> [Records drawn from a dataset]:
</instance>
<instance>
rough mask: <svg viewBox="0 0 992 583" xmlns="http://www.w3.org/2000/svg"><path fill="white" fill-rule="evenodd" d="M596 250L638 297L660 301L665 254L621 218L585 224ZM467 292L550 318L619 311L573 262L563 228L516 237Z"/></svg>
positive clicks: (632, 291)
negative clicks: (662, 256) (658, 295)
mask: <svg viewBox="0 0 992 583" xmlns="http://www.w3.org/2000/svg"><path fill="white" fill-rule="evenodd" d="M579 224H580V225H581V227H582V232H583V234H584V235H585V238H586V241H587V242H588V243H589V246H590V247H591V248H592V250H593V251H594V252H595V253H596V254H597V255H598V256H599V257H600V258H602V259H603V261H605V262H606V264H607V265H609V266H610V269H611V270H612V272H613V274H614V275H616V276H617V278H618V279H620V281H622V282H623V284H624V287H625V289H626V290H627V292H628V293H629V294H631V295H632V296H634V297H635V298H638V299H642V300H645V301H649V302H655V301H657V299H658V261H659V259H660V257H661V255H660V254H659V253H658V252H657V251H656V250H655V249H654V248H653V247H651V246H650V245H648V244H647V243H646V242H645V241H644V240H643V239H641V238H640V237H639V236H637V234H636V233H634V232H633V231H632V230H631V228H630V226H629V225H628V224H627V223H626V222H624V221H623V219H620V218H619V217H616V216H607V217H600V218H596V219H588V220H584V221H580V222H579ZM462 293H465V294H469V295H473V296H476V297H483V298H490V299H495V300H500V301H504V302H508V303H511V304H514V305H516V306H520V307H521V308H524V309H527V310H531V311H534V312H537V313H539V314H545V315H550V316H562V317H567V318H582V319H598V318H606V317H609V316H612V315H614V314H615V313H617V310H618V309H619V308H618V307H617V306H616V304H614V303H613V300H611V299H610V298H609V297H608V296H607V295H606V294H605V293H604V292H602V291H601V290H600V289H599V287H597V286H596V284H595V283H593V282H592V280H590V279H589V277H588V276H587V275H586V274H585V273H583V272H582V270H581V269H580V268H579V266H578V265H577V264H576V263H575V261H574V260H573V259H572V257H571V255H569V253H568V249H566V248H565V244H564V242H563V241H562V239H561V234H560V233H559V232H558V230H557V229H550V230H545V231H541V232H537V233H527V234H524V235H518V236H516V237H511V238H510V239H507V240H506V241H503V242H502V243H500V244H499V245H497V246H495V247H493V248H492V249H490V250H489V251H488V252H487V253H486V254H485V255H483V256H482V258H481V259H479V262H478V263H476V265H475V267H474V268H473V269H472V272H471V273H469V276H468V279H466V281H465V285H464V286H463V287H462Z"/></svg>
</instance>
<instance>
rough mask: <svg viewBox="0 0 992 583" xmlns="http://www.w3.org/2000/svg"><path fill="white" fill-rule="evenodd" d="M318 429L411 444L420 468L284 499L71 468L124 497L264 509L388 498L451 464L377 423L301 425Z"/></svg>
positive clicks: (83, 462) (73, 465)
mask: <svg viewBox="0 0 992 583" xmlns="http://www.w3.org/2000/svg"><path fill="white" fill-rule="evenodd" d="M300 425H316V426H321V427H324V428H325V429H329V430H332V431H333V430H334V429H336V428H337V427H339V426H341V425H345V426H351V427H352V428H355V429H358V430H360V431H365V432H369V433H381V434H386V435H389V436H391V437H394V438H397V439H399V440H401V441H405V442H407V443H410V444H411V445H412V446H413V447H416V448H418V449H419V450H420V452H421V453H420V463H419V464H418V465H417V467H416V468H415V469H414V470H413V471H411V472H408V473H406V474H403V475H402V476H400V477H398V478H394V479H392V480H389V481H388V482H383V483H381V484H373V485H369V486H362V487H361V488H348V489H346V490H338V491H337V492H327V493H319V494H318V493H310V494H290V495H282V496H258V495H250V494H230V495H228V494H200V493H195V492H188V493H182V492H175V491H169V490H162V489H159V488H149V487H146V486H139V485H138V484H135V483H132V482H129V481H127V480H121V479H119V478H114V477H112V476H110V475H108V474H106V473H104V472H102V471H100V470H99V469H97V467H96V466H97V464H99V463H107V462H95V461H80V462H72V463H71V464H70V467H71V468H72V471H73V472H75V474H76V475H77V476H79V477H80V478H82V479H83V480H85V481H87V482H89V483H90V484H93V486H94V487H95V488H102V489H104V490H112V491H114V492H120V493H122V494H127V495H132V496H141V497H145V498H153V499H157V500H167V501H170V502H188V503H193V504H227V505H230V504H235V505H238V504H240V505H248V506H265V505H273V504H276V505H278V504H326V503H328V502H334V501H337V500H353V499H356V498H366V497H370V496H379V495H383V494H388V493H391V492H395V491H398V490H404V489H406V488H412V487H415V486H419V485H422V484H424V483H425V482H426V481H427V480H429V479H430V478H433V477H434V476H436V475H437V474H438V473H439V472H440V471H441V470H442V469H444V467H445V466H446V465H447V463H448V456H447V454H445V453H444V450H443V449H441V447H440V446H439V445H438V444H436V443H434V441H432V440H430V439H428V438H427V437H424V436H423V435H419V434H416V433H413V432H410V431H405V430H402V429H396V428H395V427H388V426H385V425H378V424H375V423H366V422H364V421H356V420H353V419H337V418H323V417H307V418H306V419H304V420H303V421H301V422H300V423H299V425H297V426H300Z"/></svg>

> [What is required]:
The response must consist of the lines above, from the first one through the line containing "positive clicks: (632, 291)", reproduced exactly.

> [Written reply]:
</instance>
<instance>
rough mask: <svg viewBox="0 0 992 583" xmlns="http://www.w3.org/2000/svg"><path fill="white" fill-rule="evenodd" d="M596 250L638 297L660 301L665 254L621 218L585 224ZM467 292L550 318L619 311L573 262L563 228L516 237Z"/></svg>
positive clicks: (632, 291)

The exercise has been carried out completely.